── Provided passage ──

Wear Proof Mat Co. v. Bastian-Morley Co.

268 Ill. App. 455 | Ill. App. Ct. | 1932

Mr. Presiding Justice Wilson

delivered the opinion of the court.

This is an action to recover the balance of the purchase price on 100 oil burners sold and delivered by the plaintiff to the defendant in accordance with a certain agreement bearing date of April 8, 1930. These oil burners were shipped by the plaintiff on order by the defendant. The action was tried by the court without a jury resulting in a finding in favor of the plaintiff in the sum of $5,428.75 and costs, and judgment entered upon the finding. It is not denied that the goods were manufactured, ordered, shipped and received. The agreement of April 8, 1930, appears to have been the result of the collaboration of both the plaintiff and the defendant and it appears to have been the intention of the parties that the original shipment of 100 oil burners was preliminary to a continuing arrangement extending over a period of time, which was to result in an ultimate benefit to both parties. On April 19, 1930, the first 10 of these burners were shipped and shipments were made from time to time thereafter until May 28, at which time the order was completely filled.

July 5, 1930, the defendant notified the plaintiff that they were invoicing the burners back to the plaintiff and that they would be held subject tp plaintiff’s shipping instructions.

It is apparent that a little over two and one-half months elapsed between the time of the delivery of the first shipment of the oil burners delivered under the agreement and the refusal to accept the goods by the defendant.

The agreement of April 8, 1930, was a communication from the plaintiff stating the price at which the articles were to be purchased and providing for future deliveries thereafter for a period of three years. The offer of the seller contained in this communication was to be considered as accepted on the placing of an order by the defendant with the plaintiff for at least 100 of these burners. The order of the defendant was placed and the agreement became mutual. It was provided in this communication of April 8 by the plaintiff, Wear Proof Mat Co., as follows:

“We will and do guarantee each and every burner purchased by you under this arrangement to have been made in a good and workmanlike manner and of good material. If any of these burners, or any parts of them, shall fail through defects in workmanship or material, within one year from date of shipment to the actual user, we will replace the defective part or parts, free of charge or cost for the same upon return to us of such defective parts.”

It is insisted that the judgment should be reversed for the following reasons:

First, the overwhelming preponderance of the evidence supported defendant’s position that the burners were not manufactured in a good and workmanlike manner, as plaintiff expressly warranted in the contract of purchase;

Second, there was an implied warranty from the plaintiff to the defendant that the burners were reasonably fit for the purpose of being resold for use as oil burners in heating residences.

A careful examination of the testimony shows that the principal objection to the burners furnished by the plaintiff rests not so much on the failure to provide good material as it does on the failure to make them in a good and workmanlike manner. The material that entered into the manufacture of these articíes so far as we can find was in and of itself of good grade and free from defects.

───
── Rows ──

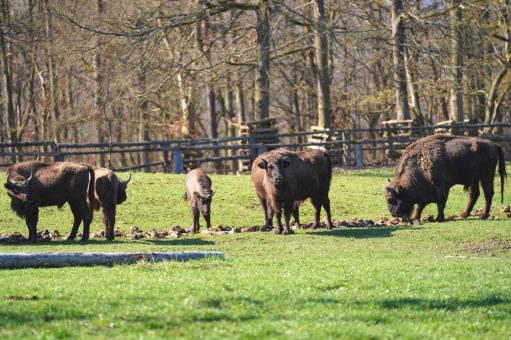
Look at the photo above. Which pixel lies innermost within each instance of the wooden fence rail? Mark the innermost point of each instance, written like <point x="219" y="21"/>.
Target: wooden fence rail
<point x="354" y="147"/>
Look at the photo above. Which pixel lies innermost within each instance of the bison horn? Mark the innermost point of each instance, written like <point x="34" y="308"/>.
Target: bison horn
<point x="127" y="181"/>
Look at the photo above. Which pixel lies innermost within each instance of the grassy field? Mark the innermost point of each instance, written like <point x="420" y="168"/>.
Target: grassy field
<point x="383" y="282"/>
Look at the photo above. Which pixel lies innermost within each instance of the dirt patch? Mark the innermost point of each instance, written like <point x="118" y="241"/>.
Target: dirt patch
<point x="489" y="248"/>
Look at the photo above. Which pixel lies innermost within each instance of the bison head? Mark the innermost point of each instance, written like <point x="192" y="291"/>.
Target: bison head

───

Your tasks:
1: According to the court opinion, for what sum did the trial court find in favor of the plaintiff?
2: From the court opinion, pull out the passage between "Second, there was" and "free from defects.", inclusive.
3: Write what comes next in the Wear Proof Mat Co. court opinion, picking up after its last sentence.
The data has no connection to the court opinion.

Outputs by task:
1: $5,428.75 and costs.

2:
Second, there was an implied warranty from the plaintiff to the defendant that the burners were reasonably fit for the purpose of being resold for use as oil burners in heating residences.

A careful examination of the testimony shows that the principal objection to the burners furnished by the plaintiff rests not so much on the failure to provide good material as it does on the failure to make them in a good and workmanlike manner. The material that entered into the manufacture of these articíes so far as we can find was in and of itself of good grade and free from defects.

3:
The principal points of difficulty arise, however, when we come to consider the question as to whether the burners were made in a good and workmanlike manner as contemplated by the express warranty and also under the implied warranty, as provided in section 15 of the Uniform Sales Act, Cahill’s Illinois Revised Statutes of 1931, ch. 121a, 18, and the exception thereto, number one (1), as follows:

“18.] § 15. Implied Warranties of Quality.] Subject to the provisions of this Act and of any statute in that behalf, there is no implied warranty or condition as-to the quality or fitness for any particular purpose of goods supplied under a contract to sell or a sale, except as follows:
“ (1) Where the buyer, expressly or by implication, makes known to the seller the particular purpose for which the goods are required, and it appears that the buyer relies on the seller’s skill or judgment (whether he be the grower or manufacturer or not), there is an implied warranty that the goods shall be reasonably fit for such purpose.”

Plaintiff takes the position that in this case the defendant did not rely upon any warranty express or implied that the manufactured article was fit for the particular purpose intended, but on the other hand made a long and exhaustive research as to its fitness before accepting plaintiff’s burner and ordering shipment to its factory at LaPorte, Indiana.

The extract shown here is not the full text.